--- Fragmento ---

- - -

20/04/2024

La era de las rebeliones, de las contrarrevoluciones y del nuevo estado de excepción

Por , , Antunes Ricardo

 
Una necesaria nota de advertencia
 
Hace más de cinco décadas atrás, una dictadura militar iniciada en 1964 torturó, encarceló y mató jóvenes y adultos, niños y niñas, hombres y mujeres en Brasil. Y, con intensidad aún más desconocida, hizo lo mismo en Chile, Argentina, sin dejar afuera a Uruguay, de entre tantos otros países de América Latina.
El inventario de esta era de genocidios lo podemos constatar con los resultados de las investigaciones realizadas en Brasil, en Chile y todavía con más intensidad en la Argentina: un nivel pavoroso de torturas, descubrimiento casi interminable de cadáveres, eliminación de cuerpos torturados, asesinados y destrozados, todo para poder esconder la masacre de aquellos que lucharon contra las dictaduras militares.
Recuerdo como si fuese hoy, en mi primer viaje a Argentina, ese país tan emblemático de nuestra América Latina, que cuando llegué en una mañana soleada a La Plata, a mediados de la década de 1970, con el florecer de la primavera, la primera imagen que a mí vino fue la de un cementerio político. Las flores escondían el horror de la juventud asesinada por la dictadura militar argentina.
En Brasil, incluso frente a esas evidencias terribles, todavía escuchamos a celebrantes y lacayos de la dictadura militar, pro-fascistas y fascistas, defendiendo el horror, pidiendo la vuelta de los militares. La mentira fue de tal envergadura que la dictadura militar de 1964, esa contrarrevolución burguesa dictatorial y autocrática, para recordar a Florestan Fernandes (Fernandes, 1975), se autodenominó como “revolución”, como también nos recordó Caio Prado Jr. (Prado Jr., 1966). La mentira comenzó desde el inicio, cuando el golpe militar escogió como fecha de origen el 31 de marzo, fraguando la facticidad histórica, ya que el golpe militar ocurrió de hecho el 1° de abril, el día de la mentira.
Es vital que la juventud no olvide ese hecho y resista con la lucha, donde haya riesgo de una nueva dictadura, toda vez que nuestras clases burguesas son, esencialmente, de perfil autocrático, actuando por la vía del golpe y de las dictaduras siempre que sus intereses de clase corren algún riesgo. Por eso, a lo largo de décadas, intentan ocultar lo “peor” de la dictadura militar para que la juventud crea que algo “positivo” ocurrió durante aquel tenebroso periodo.
Así, la única forma de impedir los golpes, vengan como vengan, es a través de la organización y la resistencia popular. Si no hay organización social de los trabajadores, de las trabajadoras, de los estudiantes, de los trabajadores rurales, de los campesinos, de las comunidades indígenas, de los negros, de los inmigrantes, de los movimientos sociales, los golpes vuelven, aún cuando puedan asumir una apariencia menos brutal o más ablandada. De este modo, es de extrema importancia recordar aquellos tristes años –o décadas– de esa fase tenebrosa de nuestra América Latina, para que nunca más suceda ¡Nunca Más!

- - -

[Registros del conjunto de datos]
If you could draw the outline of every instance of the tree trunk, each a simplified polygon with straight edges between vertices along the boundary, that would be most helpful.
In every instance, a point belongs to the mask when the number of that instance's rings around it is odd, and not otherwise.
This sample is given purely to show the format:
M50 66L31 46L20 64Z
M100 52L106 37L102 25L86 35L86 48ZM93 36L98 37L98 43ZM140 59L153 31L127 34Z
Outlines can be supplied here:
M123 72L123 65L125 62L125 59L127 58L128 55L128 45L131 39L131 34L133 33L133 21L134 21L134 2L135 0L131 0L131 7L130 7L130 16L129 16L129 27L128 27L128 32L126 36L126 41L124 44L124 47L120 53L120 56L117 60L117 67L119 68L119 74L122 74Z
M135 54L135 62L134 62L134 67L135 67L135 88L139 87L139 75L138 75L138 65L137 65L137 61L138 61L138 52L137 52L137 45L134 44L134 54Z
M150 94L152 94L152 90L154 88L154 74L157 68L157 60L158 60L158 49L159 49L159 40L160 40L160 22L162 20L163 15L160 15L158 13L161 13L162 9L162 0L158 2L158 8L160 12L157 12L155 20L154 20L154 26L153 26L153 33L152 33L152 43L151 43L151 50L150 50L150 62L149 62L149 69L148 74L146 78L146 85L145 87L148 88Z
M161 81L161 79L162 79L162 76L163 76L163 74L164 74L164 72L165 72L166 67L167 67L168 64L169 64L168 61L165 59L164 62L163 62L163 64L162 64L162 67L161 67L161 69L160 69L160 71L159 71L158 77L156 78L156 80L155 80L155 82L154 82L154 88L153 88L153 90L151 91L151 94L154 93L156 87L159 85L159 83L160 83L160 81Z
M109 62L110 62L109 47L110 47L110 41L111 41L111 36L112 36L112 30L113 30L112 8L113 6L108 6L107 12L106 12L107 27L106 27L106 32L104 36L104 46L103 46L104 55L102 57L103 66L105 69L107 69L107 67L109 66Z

- - -

--- Tareas ---
**a.** Extrae literalmente del fragmento sobre las dictaduras militares el pasaje que comienza con "En Brasil, incluso" y sigue hasta "de la mentira.".
**b.** Según el fragmento sobre las dictaduras militares, ¿qué fecha escogió el golpe militar de 1964 en Brasil como su fecha de origen?
**c.** Prosigue el fragmento sobre las dictaduras militares a partir de su última oración.

--- Respuestas en orden ---
**a.**
En Brasil, incluso frente a esas evidencias terribles, todavía escuchamos a celebrantes y lacayos de la dictadura militar, pro-fascistas y fascistas, defendiendo el horror, pidiendo la vuelta de los militares. La mentira fue de tal envergadura que la dictadura militar de 1964, esa contrarrevolución burguesa dictatorial y autocrática, para recordar a Florestan Fernandes (Fernandes, 1975), se autodenominó como “revolución”, como también nos recordó Caio Prado Jr. (Prado Jr., 1966). La mentira comenzó desde el inicio, cuando el golpe militar escogió como fecha de origen el 31 de marzo, fraguando la facticidad histórica, ya que el golpe militar ocurrió de hecho el 1° de abril, el día de la mentira.

**b.** El 31 de marzo.

**c.**
Como la historia del mundo es en gran medida la historia de las contradicciones, nuestra América Latina caminó oscilante, ora en el flujo, ora en el reflujo de las reformas y de las contrarreformas, de las revoluciones y de las contrarrevoluciones.
 
De la era de las rebeliones a la fase de las contrarrevoluciones
 
1968 fue el año que bamboleó al mundo: los levantamientos en París y en varios países de Europa; la invasión rusa a Checoslovaquia; las huelgas de 1968 en Brasil; la masacre de estudiantes en México en 1968; las huelgas del autumno caldo (otoño caliente) en Italia en 1969, el mismo año del Cordobazo en Argentina, para citar algunos ejemplos emblemáticos, entramos en una era de rebeliones que se expandieron en casi todos los rincones del mundo. Cinco años después, en un cuadro de profunda crisis estructural (Mészáros, 2002) del sistema de dominación del capital, constatada su crisis profunda en todos los niveles, económico, social, político, ideológico, valorativo, fue obligado a diseñar una nueva ingeniería de dominación.
Vinieron, en una sucesión concatenada, la reestructuración productiva de los capitales, la financiarización ampliada del mundo y la barbarie neoliberal, y este trípode de la destrucción fue responsable por el advenimiento de la contrarrevolución burguesa de amplitud global, para recordar la expresión frecuentemente usada por el sociólogo brasileño Octavio Ianni.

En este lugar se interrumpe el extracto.